Work task
In the records that follow, find the line with "Note for the class: annotate every instance of the grey"; from there, retype every line exactly through the line with "Note for the class: annotate every instance of the dry", which also belongs to the answer.

The data
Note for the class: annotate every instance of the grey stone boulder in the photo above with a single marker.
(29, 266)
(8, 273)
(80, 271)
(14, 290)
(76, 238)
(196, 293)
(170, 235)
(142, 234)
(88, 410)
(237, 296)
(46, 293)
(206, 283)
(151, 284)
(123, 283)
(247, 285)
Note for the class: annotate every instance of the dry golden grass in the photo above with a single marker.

...

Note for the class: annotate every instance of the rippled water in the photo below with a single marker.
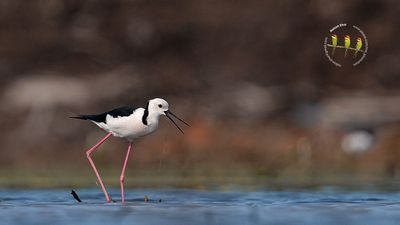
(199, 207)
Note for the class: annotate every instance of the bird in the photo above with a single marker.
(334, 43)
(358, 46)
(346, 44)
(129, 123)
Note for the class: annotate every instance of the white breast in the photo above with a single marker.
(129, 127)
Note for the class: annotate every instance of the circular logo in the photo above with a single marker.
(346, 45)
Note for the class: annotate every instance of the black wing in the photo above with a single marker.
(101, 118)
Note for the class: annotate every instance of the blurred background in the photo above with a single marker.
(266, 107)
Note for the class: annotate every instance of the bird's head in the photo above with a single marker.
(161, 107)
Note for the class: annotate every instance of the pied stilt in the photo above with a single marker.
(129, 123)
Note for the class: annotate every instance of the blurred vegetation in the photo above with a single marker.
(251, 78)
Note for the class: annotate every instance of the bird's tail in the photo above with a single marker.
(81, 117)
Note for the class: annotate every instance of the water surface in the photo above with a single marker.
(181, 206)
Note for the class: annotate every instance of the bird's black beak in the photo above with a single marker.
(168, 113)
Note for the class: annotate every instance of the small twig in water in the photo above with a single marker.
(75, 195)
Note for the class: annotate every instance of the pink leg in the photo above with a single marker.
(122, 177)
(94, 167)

* * *

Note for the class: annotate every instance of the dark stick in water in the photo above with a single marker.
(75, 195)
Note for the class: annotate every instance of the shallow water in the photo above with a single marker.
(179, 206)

The answer
Note for the class: annotate every instance of the grey stone boulder in the photo above with a single marker.
(29, 266)
(8, 273)
(80, 271)
(14, 290)
(76, 238)
(196, 293)
(170, 235)
(142, 234)
(88, 410)
(237, 296)
(46, 293)
(206, 283)
(151, 284)
(123, 283)
(247, 285)
Note for the class: annotate every instance of the dry golden grass in the photo above with a single marker.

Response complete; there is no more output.